Report every line in the records below that contains the word "stream", copying each such line in full.

> _Supplied data_:
........
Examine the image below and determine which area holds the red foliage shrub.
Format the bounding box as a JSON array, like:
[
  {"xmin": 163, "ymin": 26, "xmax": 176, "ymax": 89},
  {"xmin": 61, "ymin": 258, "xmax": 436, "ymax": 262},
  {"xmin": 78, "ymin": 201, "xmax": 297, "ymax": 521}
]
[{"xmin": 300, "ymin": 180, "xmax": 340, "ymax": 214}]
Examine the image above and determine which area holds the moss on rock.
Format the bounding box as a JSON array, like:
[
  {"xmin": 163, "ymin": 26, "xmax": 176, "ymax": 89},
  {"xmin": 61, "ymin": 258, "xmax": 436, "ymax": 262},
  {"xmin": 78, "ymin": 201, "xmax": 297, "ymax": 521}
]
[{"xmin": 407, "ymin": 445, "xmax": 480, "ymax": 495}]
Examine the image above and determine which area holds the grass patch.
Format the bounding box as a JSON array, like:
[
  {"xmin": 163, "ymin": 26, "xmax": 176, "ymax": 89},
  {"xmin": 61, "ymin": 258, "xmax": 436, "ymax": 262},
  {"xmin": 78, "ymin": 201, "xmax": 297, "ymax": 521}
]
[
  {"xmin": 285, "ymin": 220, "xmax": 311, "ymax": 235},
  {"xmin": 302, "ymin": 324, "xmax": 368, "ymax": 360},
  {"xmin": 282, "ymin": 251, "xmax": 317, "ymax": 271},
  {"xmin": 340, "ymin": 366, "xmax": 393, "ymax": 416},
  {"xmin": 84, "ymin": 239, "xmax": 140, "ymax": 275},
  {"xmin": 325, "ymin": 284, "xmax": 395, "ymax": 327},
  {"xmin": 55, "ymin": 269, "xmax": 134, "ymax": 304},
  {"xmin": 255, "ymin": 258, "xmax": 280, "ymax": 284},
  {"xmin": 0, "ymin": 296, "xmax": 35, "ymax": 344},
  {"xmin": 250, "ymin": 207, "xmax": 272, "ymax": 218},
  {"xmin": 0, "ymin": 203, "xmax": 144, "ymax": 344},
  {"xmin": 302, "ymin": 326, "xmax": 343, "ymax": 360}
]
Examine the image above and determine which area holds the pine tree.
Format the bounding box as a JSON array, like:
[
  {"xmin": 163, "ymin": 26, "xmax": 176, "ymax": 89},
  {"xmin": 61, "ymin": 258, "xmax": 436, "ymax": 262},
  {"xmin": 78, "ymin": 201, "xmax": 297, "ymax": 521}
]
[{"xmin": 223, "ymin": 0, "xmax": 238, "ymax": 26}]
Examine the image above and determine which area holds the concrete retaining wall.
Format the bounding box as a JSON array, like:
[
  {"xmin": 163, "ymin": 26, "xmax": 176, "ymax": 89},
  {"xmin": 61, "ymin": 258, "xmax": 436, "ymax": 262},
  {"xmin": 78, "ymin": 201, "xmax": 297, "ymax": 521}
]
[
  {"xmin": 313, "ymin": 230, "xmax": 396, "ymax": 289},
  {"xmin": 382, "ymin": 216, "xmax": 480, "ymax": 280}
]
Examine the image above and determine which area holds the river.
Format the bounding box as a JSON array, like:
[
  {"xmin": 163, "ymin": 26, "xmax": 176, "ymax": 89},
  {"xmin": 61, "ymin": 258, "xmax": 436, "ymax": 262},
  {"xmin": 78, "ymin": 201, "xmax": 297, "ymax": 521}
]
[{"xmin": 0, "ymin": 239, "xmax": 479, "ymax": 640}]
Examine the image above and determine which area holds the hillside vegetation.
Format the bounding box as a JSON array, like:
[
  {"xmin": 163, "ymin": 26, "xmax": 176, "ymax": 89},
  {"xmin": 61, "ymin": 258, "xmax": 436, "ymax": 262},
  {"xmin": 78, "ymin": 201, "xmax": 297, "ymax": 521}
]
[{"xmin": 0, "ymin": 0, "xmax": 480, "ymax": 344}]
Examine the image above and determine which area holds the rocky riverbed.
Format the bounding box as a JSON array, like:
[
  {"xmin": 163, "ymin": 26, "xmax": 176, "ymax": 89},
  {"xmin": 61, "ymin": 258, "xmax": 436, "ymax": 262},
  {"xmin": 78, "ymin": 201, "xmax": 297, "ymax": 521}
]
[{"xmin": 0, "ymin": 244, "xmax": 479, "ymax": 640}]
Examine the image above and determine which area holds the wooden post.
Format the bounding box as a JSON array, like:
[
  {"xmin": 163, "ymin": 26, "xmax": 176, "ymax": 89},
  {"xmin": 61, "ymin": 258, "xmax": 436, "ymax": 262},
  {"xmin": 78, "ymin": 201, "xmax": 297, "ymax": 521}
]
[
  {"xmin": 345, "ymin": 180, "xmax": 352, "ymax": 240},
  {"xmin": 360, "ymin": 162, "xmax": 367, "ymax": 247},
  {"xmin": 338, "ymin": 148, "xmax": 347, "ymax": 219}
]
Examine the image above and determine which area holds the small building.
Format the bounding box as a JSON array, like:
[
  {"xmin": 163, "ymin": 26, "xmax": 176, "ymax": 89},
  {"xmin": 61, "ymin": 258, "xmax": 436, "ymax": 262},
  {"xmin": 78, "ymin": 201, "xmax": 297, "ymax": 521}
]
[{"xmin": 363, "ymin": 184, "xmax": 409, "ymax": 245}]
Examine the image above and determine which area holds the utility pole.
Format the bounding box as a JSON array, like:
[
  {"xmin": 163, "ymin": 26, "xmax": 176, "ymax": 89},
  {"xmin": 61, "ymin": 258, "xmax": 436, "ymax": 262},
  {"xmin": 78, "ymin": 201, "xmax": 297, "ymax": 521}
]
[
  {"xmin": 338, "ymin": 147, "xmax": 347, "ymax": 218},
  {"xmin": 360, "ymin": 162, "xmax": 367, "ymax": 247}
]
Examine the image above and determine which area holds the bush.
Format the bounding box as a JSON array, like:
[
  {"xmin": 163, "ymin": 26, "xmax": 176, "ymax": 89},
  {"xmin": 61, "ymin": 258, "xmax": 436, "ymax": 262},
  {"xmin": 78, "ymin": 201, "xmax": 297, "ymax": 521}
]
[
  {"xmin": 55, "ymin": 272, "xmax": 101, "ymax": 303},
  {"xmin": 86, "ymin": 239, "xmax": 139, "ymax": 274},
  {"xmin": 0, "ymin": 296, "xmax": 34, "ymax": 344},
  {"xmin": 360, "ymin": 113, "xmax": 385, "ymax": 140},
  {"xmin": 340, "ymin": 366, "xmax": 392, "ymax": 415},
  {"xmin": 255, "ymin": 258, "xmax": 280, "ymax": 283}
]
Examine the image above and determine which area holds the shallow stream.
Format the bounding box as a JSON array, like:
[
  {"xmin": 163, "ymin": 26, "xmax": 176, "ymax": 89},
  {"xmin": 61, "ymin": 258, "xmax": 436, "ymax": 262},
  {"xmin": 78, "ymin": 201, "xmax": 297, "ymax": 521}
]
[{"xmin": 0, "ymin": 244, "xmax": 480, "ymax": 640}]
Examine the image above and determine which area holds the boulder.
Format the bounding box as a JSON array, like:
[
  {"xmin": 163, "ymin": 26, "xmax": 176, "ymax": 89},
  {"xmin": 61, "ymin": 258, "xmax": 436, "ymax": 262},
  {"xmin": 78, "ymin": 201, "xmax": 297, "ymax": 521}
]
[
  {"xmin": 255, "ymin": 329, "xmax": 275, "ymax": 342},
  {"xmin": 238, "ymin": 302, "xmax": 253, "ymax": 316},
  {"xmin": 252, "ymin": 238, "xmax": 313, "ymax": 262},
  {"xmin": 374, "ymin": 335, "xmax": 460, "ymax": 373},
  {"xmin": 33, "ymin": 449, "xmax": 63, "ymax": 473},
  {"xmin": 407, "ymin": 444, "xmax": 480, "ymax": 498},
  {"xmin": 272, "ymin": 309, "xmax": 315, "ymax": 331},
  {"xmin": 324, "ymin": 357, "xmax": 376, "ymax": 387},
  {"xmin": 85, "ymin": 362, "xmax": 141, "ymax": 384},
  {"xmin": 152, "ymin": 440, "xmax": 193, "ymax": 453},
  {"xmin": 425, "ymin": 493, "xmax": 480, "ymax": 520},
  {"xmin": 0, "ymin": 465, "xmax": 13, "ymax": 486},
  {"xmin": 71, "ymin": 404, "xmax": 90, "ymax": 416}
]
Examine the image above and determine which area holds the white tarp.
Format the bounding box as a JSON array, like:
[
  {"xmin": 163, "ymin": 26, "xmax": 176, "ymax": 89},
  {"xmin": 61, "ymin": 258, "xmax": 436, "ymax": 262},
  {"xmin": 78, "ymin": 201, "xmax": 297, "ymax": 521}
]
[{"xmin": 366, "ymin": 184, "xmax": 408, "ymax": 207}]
........
> _Answer to the exercise_:
Examine the image above and determine which area holds the shallow stream.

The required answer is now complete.